Page extract

>>>

APPLETON, Wisc., (WFRV) – Local 5 is looking to capture the vibe of local communities as reflected along a single stretch of roadway.

Perhaps no thoroughfare is more identifiable in Appleton than College Avenue.

Houdini Plaza pays tribute to the legendary magician who claimed this Fox Valley community as his boyhood home even though he came here as a young child.

Appleton is host to what’s considered the largest one-day Oktoberfest.

It features the picturesque campus of Lawrence University and prides itself on being the place to shop and eat and drink. And not necessarily in that order!

Through the generations, the community has shown an uncanny ability to repurpose what’s standing here and now to fit the needs of the times.

I met former Mayor Tim Hanna in front of what used to be the Prange’s Department Store. He used to come here as a kid to visit Santa.

Later it would be transformed into the Children’s Museum and City Hall.

“As fate would have it, my office was Santa’s workshop,” Hanna recalled. “I like to say people still thought they were seeing Santa because they had lists.”

Appleton likes to make history. Back in 1886, it became the home of the first commercially successful electric street railway system. Although the trolley was around much sooner than that.

<<<

Extracted records
>>>

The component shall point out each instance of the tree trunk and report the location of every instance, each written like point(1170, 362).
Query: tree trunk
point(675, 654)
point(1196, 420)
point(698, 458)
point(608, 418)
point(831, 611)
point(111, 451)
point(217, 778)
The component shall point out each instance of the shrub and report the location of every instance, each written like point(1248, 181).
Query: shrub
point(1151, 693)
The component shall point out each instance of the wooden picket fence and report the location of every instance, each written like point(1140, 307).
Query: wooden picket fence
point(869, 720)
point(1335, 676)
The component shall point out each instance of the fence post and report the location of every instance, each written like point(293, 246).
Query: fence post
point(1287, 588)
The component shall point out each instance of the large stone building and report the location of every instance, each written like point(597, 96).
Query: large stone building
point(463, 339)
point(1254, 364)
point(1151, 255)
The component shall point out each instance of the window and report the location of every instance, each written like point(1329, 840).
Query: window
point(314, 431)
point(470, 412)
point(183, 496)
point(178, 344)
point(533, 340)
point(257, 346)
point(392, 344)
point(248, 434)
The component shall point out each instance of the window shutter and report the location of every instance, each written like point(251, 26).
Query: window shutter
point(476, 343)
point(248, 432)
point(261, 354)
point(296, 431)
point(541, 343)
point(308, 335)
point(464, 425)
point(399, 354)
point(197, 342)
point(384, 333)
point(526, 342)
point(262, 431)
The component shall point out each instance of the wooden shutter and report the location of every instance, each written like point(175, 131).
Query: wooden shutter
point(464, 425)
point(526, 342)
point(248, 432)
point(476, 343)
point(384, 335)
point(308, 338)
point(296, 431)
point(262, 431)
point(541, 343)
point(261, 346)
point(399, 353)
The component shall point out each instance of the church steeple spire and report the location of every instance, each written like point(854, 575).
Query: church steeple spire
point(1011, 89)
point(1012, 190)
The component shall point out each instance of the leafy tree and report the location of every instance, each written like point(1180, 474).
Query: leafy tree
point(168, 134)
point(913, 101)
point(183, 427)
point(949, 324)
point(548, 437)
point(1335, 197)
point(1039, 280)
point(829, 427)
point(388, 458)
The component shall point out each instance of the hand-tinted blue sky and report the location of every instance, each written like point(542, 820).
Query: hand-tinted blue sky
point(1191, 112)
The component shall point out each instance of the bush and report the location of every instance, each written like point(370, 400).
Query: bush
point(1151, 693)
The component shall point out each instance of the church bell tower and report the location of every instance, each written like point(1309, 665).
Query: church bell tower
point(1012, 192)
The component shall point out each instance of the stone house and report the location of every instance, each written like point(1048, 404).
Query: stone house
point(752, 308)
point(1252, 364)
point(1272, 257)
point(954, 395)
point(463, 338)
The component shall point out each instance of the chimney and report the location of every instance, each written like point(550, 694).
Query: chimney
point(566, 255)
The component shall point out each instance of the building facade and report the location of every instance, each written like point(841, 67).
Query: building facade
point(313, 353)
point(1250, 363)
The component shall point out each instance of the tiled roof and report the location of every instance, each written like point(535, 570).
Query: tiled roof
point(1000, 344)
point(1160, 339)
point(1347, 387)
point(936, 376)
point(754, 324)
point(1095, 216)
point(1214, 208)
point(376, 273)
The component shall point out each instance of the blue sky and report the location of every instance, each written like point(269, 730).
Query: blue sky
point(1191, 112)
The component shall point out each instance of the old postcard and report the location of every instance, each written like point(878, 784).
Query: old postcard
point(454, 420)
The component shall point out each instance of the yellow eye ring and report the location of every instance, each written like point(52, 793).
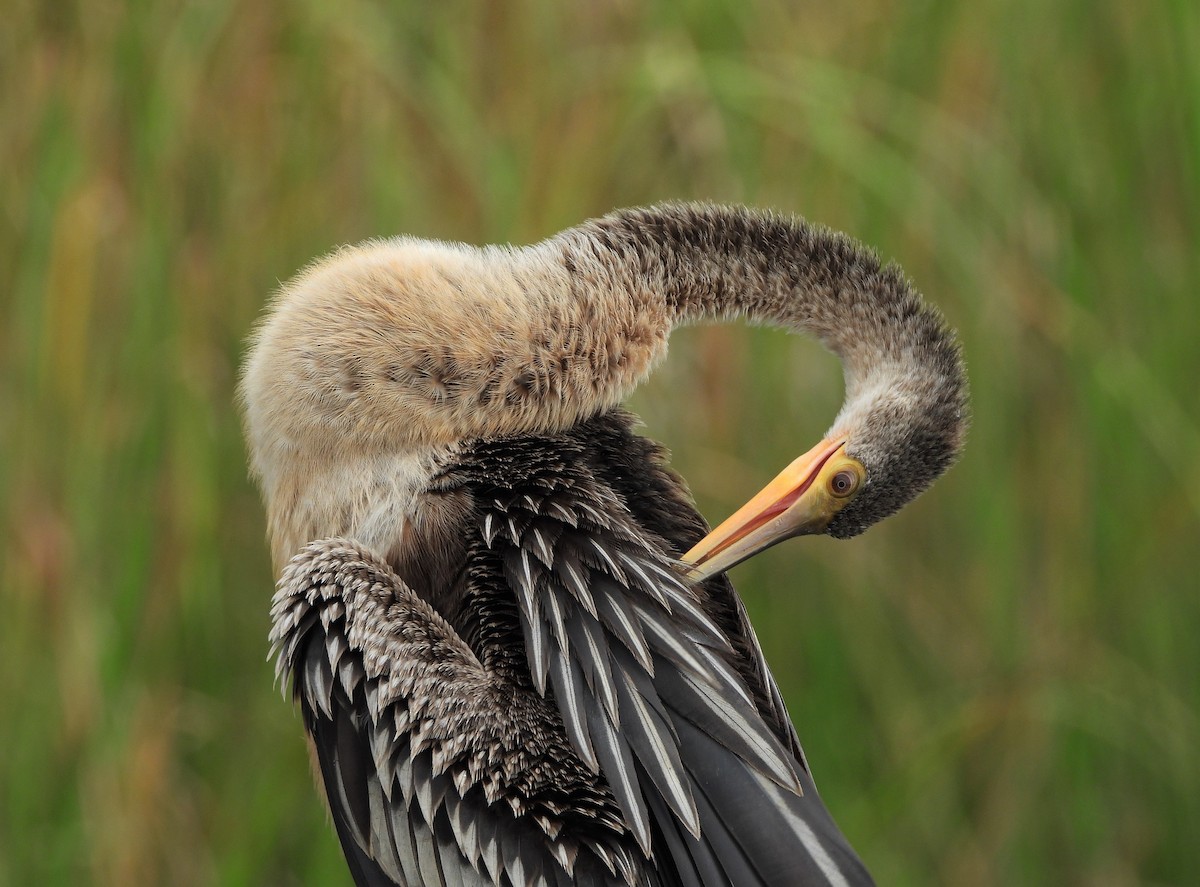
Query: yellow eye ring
point(844, 483)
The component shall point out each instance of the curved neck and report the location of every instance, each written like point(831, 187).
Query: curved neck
point(702, 263)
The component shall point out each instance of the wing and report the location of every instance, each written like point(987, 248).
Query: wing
point(652, 699)
point(436, 772)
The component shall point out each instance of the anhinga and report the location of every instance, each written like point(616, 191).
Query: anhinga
point(508, 672)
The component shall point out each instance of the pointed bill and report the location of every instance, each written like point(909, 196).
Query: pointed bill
point(801, 501)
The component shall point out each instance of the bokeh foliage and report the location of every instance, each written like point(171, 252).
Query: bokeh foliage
point(1000, 685)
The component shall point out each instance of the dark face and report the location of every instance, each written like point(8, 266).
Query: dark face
point(903, 457)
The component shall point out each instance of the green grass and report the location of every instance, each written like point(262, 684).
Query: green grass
point(997, 687)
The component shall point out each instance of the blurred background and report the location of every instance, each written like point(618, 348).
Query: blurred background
point(1000, 685)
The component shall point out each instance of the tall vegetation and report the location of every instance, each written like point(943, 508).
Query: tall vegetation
point(997, 687)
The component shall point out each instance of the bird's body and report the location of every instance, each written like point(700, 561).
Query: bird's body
point(504, 675)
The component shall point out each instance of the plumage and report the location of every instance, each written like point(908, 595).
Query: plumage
point(507, 675)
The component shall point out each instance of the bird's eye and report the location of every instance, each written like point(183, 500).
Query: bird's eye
point(844, 483)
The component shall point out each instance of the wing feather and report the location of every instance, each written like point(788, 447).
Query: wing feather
point(436, 772)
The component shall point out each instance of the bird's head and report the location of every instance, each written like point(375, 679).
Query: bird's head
point(901, 426)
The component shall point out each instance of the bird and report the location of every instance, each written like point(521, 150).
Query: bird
point(510, 633)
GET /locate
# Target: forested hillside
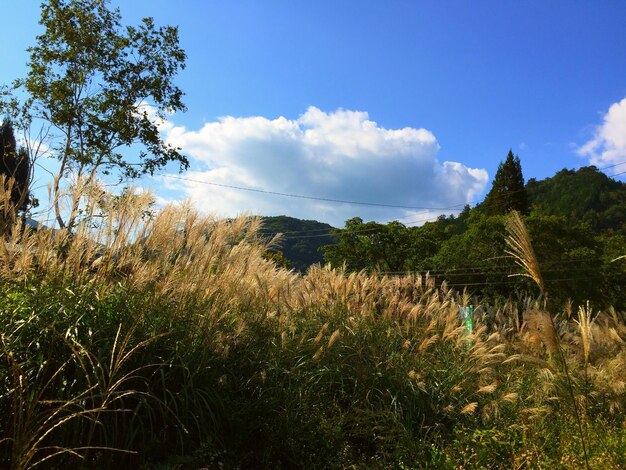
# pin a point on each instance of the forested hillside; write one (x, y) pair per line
(576, 219)
(301, 240)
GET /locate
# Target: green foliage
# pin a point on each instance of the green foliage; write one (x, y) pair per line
(15, 163)
(507, 191)
(300, 252)
(585, 195)
(576, 227)
(101, 88)
(370, 246)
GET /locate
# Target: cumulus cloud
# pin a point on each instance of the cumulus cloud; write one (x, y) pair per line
(341, 155)
(608, 145)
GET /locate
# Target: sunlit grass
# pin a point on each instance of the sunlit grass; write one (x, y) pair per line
(148, 334)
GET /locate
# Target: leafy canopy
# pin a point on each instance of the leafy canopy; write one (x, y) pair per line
(508, 191)
(101, 88)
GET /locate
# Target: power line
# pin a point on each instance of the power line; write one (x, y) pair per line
(313, 233)
(300, 196)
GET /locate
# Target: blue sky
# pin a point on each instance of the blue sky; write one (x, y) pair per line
(367, 100)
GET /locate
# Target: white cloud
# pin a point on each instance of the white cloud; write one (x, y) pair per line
(338, 155)
(608, 145)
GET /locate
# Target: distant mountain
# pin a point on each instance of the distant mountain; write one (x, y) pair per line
(584, 195)
(302, 239)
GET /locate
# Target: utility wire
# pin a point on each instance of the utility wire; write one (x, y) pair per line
(300, 196)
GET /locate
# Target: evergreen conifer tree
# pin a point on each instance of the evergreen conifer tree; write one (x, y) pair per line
(508, 191)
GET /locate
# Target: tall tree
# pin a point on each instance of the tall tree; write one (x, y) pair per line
(508, 191)
(102, 88)
(14, 163)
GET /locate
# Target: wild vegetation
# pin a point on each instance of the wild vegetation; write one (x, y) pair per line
(576, 220)
(135, 337)
(166, 339)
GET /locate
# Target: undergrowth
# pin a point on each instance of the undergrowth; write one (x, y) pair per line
(166, 340)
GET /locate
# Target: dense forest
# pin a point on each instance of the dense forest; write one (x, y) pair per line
(300, 241)
(576, 220)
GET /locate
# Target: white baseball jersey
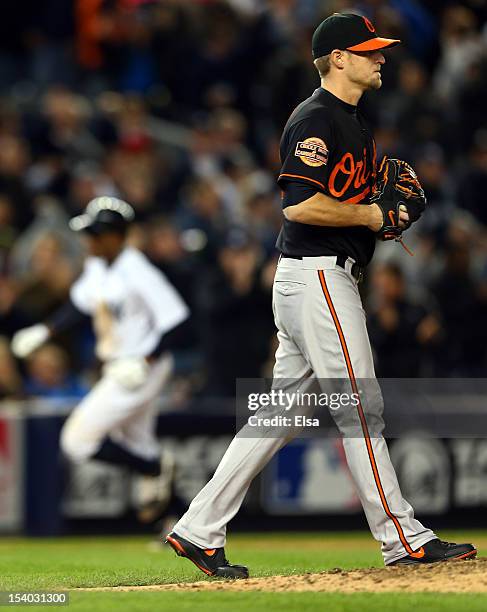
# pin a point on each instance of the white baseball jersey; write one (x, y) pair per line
(132, 303)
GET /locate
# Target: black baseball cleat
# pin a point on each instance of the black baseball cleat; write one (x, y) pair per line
(211, 561)
(435, 551)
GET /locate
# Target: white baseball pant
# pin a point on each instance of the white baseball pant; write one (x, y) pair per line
(127, 417)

<<<

What you should do
Extract the passage of the Appleton College Avenue article above that runs between "Through the generations, the" and "to visit Santa.", inclusive, copying it word for word.

Finished exercise
Through the generations, the community has shown an uncanny ability to repurpose what’s standing here and now to fit the needs of the times.

I met former Mayor Tim Hanna in front of what used to be the Prange’s Department Store. He used to come here as a kid to visit Santa.